### Extract to read
You know what I'm saying? I mean, like, you know, what do we do? Because the kid makes a bad decision, we walk away? No. Like like mister Green, he walked with me through the valley, and that's when I was like because I remember my mom taking me to my dad's house for him to whoop me for something that I did.

Speaker 3:

My dad didn't whoop me. And my silly self walked out his house when my mom picked me up, and I had a big Kool Aid smile on my on my face. And my mom took me home and wore me out, and I shouldn't have came out acting like I was, you know, excited. But my dad didn't whoop me, and I thought that, man, that's cool. My dad didn't whoop me.

Speaker 3:

Well, mister Green bringing correction, accountability, and walking me to the house for me to apologize, that's when I was like, this dude loves me.

Speaker 2:

He didn't ignore it.

Speaker 3:

He didn't ignore it. He didn't ignore it. He and he didn't just tell on me and say whatever happens at his house happened in his house. He I remember mister Green asking my mom, did did she want his help discipline me? Come on, man.

Speaker 2:

And and so we this man. So we really do do this on another level now as master mentors. When we meet the family, we do kinda say, I got it from here. Yeah. I got it from here.

Speaker 2:

I'm not I'm a do my job. You do yours. And and if you will allow me

Speaker 3:

If you will allow me if

Speaker 2:

you will allow me

Speaker 3:

and support me

Speaker 2:

and support me Yeah. I'm gonna I'm invested in your kid. Mhmm. And we do that in so many different ways. I know there may be some formal you know, in some organizations, there may be some formal papers and permissions and steps and all that kind of stuff.

### Problems and tasks
A. In the mentoring conversation, what three things does the speaker say Mister Green brought?
B. Put the listing lines into a numbered list, starting at the first line of the listing and ending at the line containing "(1061, 677)". Leave out blank lines.
The listing that follows is unrelated to the conversation.

### Collection entries
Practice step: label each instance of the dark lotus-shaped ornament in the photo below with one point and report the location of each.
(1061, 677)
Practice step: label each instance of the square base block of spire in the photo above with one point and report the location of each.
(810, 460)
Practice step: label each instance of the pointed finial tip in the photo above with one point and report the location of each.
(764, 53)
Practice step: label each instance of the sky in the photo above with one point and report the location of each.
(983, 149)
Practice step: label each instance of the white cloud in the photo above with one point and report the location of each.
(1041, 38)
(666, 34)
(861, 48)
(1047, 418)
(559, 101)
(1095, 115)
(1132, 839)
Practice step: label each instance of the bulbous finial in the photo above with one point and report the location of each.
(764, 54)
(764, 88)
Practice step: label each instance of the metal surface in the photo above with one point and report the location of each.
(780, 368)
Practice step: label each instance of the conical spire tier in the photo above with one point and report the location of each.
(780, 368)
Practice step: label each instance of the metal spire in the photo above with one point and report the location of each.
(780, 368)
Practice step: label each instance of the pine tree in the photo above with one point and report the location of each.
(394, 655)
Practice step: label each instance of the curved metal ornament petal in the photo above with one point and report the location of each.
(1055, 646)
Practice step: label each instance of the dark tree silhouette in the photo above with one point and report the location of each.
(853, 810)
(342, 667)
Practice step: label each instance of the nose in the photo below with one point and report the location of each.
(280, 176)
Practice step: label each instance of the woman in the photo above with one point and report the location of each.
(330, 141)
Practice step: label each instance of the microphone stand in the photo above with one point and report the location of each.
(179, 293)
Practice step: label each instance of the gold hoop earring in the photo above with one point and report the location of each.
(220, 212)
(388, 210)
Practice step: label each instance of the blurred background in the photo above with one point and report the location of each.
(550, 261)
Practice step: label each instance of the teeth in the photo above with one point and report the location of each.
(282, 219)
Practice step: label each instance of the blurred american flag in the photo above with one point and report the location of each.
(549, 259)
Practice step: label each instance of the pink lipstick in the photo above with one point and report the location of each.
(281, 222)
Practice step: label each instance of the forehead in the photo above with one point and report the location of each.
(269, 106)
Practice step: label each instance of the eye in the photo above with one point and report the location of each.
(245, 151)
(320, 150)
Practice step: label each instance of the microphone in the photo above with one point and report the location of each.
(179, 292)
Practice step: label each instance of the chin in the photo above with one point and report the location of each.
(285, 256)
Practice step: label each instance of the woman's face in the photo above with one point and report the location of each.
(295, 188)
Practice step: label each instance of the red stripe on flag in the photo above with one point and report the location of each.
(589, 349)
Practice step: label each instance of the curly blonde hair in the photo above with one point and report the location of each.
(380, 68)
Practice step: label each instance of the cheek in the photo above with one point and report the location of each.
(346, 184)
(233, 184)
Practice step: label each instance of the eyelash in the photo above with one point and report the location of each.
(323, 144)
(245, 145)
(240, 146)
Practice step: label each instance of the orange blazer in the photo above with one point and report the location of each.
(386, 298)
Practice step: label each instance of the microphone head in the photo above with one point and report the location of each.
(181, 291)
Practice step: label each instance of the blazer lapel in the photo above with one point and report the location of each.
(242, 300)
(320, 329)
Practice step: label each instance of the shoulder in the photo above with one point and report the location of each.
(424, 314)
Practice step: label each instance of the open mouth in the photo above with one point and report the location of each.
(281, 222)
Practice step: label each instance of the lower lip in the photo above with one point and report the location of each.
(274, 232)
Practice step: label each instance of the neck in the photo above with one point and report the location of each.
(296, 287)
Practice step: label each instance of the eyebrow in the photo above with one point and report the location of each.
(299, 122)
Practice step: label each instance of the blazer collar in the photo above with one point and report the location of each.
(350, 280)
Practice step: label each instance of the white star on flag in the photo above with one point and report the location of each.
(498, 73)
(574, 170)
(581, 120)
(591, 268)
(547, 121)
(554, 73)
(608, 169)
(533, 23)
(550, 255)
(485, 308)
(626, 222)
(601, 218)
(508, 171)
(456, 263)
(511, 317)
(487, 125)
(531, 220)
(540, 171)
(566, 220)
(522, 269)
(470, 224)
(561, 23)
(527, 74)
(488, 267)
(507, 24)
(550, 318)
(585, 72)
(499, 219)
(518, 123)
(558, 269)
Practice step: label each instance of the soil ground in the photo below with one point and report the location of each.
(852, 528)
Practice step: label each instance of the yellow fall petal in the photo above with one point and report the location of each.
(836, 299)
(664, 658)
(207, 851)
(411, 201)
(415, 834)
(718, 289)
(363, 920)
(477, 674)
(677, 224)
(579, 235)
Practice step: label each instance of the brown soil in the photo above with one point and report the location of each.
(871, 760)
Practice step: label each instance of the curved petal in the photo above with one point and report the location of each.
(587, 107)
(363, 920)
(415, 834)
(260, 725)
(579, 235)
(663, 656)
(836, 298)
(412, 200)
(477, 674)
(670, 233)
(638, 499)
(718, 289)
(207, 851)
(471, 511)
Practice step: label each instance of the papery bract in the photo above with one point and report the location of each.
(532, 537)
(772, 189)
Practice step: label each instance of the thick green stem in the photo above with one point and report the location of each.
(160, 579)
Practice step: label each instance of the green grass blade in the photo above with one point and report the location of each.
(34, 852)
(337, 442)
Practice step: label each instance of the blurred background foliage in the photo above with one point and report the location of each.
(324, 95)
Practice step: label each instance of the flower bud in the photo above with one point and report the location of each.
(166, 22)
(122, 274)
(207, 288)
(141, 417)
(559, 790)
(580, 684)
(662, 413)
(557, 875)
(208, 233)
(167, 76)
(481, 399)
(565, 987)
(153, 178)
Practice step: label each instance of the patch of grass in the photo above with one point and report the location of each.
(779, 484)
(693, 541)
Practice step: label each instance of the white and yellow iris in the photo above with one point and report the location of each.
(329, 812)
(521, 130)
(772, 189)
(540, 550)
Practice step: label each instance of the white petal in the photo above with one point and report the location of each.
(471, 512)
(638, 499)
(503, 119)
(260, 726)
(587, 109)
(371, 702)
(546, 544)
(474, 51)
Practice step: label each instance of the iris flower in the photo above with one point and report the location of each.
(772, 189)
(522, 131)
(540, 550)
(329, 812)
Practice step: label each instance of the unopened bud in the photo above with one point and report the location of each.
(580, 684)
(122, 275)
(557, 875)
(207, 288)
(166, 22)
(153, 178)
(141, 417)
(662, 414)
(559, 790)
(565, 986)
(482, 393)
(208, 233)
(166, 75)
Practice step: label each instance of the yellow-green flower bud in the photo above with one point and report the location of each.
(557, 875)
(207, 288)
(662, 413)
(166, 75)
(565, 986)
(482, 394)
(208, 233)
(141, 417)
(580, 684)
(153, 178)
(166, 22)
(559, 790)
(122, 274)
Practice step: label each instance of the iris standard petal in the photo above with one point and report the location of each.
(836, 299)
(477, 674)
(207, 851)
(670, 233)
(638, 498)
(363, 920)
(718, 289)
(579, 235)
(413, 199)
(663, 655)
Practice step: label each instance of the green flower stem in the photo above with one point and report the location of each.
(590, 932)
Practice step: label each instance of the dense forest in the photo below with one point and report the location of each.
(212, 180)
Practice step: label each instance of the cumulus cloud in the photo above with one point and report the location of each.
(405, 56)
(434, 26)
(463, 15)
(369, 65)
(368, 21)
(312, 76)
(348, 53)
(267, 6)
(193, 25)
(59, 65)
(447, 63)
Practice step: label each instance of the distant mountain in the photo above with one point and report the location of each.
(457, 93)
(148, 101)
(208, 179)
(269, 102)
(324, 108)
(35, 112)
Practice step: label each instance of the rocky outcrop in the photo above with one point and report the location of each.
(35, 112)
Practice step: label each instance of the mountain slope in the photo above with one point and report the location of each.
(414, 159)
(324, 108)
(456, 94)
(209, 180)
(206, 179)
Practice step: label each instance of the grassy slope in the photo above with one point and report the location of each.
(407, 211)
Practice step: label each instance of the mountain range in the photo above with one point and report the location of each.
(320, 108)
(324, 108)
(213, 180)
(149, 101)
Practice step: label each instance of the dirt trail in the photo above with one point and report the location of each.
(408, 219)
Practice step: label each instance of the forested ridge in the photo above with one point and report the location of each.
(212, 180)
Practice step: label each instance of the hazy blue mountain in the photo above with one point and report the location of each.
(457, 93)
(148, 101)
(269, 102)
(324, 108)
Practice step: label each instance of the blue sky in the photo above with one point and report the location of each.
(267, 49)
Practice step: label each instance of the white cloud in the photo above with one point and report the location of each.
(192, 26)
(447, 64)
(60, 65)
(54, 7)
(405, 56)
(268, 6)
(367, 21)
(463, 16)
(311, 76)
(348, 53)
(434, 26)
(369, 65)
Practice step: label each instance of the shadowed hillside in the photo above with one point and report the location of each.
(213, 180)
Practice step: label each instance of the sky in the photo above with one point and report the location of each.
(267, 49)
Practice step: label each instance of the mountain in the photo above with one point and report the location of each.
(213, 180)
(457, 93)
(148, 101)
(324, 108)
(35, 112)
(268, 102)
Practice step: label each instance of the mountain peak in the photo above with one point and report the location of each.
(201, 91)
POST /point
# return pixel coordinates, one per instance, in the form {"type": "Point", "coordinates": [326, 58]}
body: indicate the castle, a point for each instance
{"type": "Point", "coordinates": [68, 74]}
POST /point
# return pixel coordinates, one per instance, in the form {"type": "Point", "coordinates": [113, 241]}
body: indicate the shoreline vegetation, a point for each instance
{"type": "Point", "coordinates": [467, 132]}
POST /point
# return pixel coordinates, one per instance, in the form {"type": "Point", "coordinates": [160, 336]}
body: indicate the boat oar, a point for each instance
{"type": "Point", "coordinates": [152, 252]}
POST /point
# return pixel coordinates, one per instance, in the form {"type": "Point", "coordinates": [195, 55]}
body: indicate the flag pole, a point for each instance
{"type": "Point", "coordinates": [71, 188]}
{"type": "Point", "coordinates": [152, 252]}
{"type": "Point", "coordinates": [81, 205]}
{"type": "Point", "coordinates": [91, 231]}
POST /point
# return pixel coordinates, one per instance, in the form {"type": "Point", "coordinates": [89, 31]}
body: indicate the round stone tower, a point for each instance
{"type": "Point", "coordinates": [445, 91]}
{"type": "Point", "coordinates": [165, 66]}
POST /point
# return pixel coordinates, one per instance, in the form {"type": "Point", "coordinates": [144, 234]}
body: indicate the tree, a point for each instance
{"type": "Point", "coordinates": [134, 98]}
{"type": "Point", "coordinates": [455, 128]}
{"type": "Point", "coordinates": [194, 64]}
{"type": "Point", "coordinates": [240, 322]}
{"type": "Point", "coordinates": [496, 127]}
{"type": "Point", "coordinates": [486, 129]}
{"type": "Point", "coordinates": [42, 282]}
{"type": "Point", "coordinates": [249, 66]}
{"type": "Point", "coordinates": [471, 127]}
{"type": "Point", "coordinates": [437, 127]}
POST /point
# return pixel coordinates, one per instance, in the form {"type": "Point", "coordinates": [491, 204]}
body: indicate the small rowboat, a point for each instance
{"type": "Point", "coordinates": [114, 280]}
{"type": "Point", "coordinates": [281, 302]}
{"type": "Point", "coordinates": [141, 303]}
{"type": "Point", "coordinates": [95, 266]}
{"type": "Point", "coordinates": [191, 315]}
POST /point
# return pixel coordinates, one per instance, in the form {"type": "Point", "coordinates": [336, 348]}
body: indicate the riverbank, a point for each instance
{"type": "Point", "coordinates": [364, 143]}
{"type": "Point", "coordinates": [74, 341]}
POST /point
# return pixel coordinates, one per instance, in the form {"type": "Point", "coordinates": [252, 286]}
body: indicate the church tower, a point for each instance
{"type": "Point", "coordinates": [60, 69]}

### Answers for the tasks
A.
1. Correction
2. Accountability
3. Walking the speaker to the house to apologize

B.
1. Practice step: label each instance of the dark lotus-shaped ornament in the photo below with one point and report the location of each.
2. (1061, 677)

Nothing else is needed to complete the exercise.